**What the task asks**
Reproduce all of the data below line for line, leaving out the pictures.

Labeled point records
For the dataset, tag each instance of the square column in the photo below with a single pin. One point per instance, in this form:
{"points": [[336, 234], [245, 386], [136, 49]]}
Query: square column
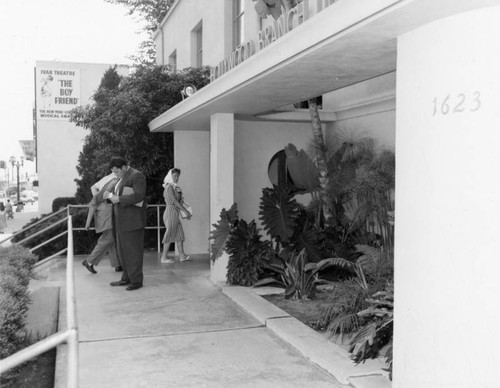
{"points": [[221, 179], [448, 203]]}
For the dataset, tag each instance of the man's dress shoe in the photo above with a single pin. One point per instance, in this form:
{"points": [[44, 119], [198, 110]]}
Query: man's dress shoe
{"points": [[90, 267], [120, 283]]}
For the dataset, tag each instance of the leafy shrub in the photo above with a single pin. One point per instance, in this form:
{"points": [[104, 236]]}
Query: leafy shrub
{"points": [[244, 247], [241, 240], [376, 331], [298, 276], [16, 270], [62, 202]]}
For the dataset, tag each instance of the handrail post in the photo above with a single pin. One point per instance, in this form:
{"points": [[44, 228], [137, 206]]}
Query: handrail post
{"points": [[71, 312], [158, 228]]}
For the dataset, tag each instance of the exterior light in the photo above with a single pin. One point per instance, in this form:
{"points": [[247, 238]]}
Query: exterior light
{"points": [[188, 91]]}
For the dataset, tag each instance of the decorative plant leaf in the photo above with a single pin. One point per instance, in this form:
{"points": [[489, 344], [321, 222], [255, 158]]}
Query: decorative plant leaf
{"points": [[309, 240], [302, 170], [278, 211], [266, 281], [222, 231]]}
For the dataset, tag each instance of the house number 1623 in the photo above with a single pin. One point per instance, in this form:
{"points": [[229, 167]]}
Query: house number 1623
{"points": [[456, 103]]}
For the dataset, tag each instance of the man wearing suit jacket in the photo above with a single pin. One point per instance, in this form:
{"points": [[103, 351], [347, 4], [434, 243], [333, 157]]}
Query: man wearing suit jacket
{"points": [[129, 221]]}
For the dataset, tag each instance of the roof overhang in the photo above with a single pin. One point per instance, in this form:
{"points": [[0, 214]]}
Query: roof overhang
{"points": [[346, 43]]}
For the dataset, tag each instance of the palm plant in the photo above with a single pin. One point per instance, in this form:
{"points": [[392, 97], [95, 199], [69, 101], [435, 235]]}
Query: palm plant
{"points": [[298, 276], [372, 270]]}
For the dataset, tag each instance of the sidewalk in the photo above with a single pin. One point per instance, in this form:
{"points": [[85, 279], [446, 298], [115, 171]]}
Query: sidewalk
{"points": [[20, 219], [179, 330]]}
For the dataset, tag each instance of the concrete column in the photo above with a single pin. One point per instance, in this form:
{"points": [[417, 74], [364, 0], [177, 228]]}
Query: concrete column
{"points": [[221, 178], [191, 154], [448, 203]]}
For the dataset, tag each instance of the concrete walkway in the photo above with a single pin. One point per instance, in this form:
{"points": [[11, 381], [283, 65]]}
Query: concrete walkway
{"points": [[179, 330]]}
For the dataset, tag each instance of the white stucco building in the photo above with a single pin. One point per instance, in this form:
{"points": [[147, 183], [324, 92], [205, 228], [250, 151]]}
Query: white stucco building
{"points": [[61, 86], [419, 75]]}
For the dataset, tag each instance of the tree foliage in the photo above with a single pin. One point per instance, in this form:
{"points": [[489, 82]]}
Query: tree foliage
{"points": [[118, 121]]}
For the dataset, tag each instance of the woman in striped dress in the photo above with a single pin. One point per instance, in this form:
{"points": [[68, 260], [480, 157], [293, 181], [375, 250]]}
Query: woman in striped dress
{"points": [[174, 204]]}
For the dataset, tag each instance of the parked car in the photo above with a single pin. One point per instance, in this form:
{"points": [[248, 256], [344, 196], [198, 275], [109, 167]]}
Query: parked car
{"points": [[29, 196]]}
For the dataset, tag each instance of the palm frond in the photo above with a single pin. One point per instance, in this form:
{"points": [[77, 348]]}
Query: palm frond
{"points": [[222, 230]]}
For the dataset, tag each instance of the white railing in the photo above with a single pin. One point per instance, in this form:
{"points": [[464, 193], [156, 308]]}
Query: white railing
{"points": [[69, 335]]}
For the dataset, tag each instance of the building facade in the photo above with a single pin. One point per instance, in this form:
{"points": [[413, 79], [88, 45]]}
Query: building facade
{"points": [[60, 87], [420, 76]]}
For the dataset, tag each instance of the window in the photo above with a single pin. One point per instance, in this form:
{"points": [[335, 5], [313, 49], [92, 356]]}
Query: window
{"points": [[172, 60], [197, 45], [238, 22]]}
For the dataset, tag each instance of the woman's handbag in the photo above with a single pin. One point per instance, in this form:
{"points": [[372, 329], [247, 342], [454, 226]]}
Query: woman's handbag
{"points": [[188, 208]]}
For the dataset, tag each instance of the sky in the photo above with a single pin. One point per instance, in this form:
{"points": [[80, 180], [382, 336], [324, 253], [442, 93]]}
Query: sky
{"points": [[90, 31]]}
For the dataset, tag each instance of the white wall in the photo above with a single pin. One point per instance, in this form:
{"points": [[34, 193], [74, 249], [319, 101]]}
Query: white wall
{"points": [[365, 109], [181, 21], [59, 143], [448, 204]]}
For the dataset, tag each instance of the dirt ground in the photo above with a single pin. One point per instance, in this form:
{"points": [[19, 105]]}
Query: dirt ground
{"points": [[306, 311]]}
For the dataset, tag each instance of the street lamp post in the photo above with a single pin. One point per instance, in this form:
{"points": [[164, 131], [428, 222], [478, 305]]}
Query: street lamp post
{"points": [[17, 163]]}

**Reply to the exercise**
For the dataset, tag each instance of the square column in the photo below with a single pin. One point per instance, in this form:
{"points": [[336, 234], [245, 386], [136, 49]]}
Query: square column
{"points": [[221, 179], [448, 203]]}
For the dataset, tag each instance of the man's dress shoe in the photo above with a single pin. One point per instance, in this form:
{"points": [[44, 119], [198, 110]]}
Query: man's dress shoe
{"points": [[90, 267], [120, 283]]}
For the dataset, tag each instance of the leafy shrub in the photo above with a single pin. One point per instance, in this form:
{"points": [[104, 236]]}
Query: leafy shrub
{"points": [[244, 247], [241, 240], [376, 331], [298, 276], [16, 270], [62, 202]]}
For the dataset, tag each instance of the handrail post in the photo above with a single pin. One point per instance, in this form:
{"points": [[44, 228], [137, 206]]}
Query: handrail post
{"points": [[71, 312], [158, 228]]}
For the dataset, tag each instance of the exterior light in the photo above with a single pin. One point per instance, in this form:
{"points": [[247, 238]]}
Query: exterior light
{"points": [[188, 91]]}
For the dataset, tag each instance of the decorative plant leaf in the photo above with a single pin. One point per instance, in this form:
{"points": [[489, 344], [321, 222], [255, 158]]}
Query: decorative plant leaf
{"points": [[309, 240], [302, 170], [278, 211], [266, 281], [222, 231]]}
For the dataset, tag each instance of the house number 1623 in the photo above with a single pin. One point per instance, in this form:
{"points": [[229, 167]]}
Query: house number 1623
{"points": [[456, 103]]}
For the dataset, tag each instance of the man wearing suit jacket in the photo above with a single pin. One point per instance, in this form:
{"points": [[103, 351], [347, 4], [434, 243], [333, 157]]}
Query: man wearing suit jacket
{"points": [[129, 221]]}
For the dataset, tag each instance of the roof overhang in the photo above with a single pin. One point per instance, in this form:
{"points": [[0, 214]]}
Query: roof overhang
{"points": [[346, 43]]}
For the dataset, tag each instance of the palm plant in the photo above with a single pin. One point per instance, in this form:
{"points": [[392, 97], [95, 199], [69, 101], [435, 235]]}
Query: palm plant
{"points": [[298, 276], [372, 270]]}
For the dataset, tag each instance of the sidewalk in the photo above with a single pin. One point per instance, in this form:
{"points": [[85, 279], [446, 298], [115, 171]]}
Query: sidewalk
{"points": [[20, 219], [179, 330]]}
For the dataset, tag each instance of the concrete column in the photo above with a single pin. One point per instance, in this form:
{"points": [[417, 74], [364, 0], [177, 228]]}
Query: concrete column
{"points": [[221, 178], [191, 154], [448, 203]]}
For the dataset, tag each instance of the concrete walkway in the photo above with a single pin. One point per instance, in this form:
{"points": [[11, 381], [283, 65]]}
Query: concrete walkway
{"points": [[179, 330]]}
For the dataset, tag each instance of the white stucco building in the photo above with a single pin. One point per instance, in this form:
{"points": [[147, 183], [324, 92], [205, 228], [250, 151]]}
Query: white stucco building
{"points": [[61, 86], [419, 75]]}
For the dataset, tag each instance of the tree foliage in the photo above with a single pin. One point per instance, in this form:
{"points": [[489, 82]]}
Query: tree foliage
{"points": [[118, 121]]}
For the dataset, tag each instance of the woman in striped dress in the photo above with a single pin. One point per instance, in this form:
{"points": [[68, 260], [480, 157], [293, 181], [375, 250]]}
Query: woman in striped dress
{"points": [[174, 204]]}
For the dataset, tag each instance of the parked car in the photo above with a single pin. One point per instance, in this form:
{"points": [[248, 256], [344, 196], [198, 275], [109, 167]]}
Query: parked car
{"points": [[29, 196]]}
For the dataset, tag each instance of the palm frond in the photo above with a single pin. One point per instance, in this form:
{"points": [[77, 348]]}
Query: palm frond
{"points": [[222, 230]]}
For the dataset, tag each instance of the white railing in the photo above with a single pin. One point per instance, in this form:
{"points": [[464, 193], [156, 308]]}
Query: white railing
{"points": [[69, 335]]}
For the dataset, tag each instance of the building facade in the photo above with a single pin. One point per instance, in this form:
{"points": [[413, 79], [88, 45]]}
Query: building facade
{"points": [[60, 87], [420, 76]]}
For the dataset, tag each instance of the window in the photo above with a single pin. One point per instance, in this form:
{"points": [[335, 5], [313, 49], [92, 356]]}
Query: window
{"points": [[172, 60], [197, 45], [238, 22]]}
For the dataset, tag each instance of the woman's handbag in the photo above with a single pin. One point per instance, in this form:
{"points": [[372, 329], [247, 342], [454, 226]]}
Query: woman's handbag
{"points": [[188, 208]]}
For the dataset, tag each instance of the sky in the photo above with a single pin. One point per instance, in this form:
{"points": [[80, 180], [382, 336], [324, 253], [442, 93]]}
Query: sky
{"points": [[90, 31]]}
For the dataset, tag each instance of the white wall in the photo above with a single pin. One point per instance, in this form:
{"points": [[34, 193], [74, 249], [319, 101]]}
Query: white wall
{"points": [[365, 109], [181, 21], [59, 143], [448, 204]]}
For the dataset, tag each instance of the dirt ground in the photo above with a single pin. One point per instance, in this form:
{"points": [[19, 105]]}
Query: dirt ground
{"points": [[306, 311]]}
For the dataset, tag each instance of the street lamp post in the photo above with a single pin. One point per instance, in this form:
{"points": [[164, 131], [428, 222], [478, 305]]}
Query: street lamp post
{"points": [[17, 163]]}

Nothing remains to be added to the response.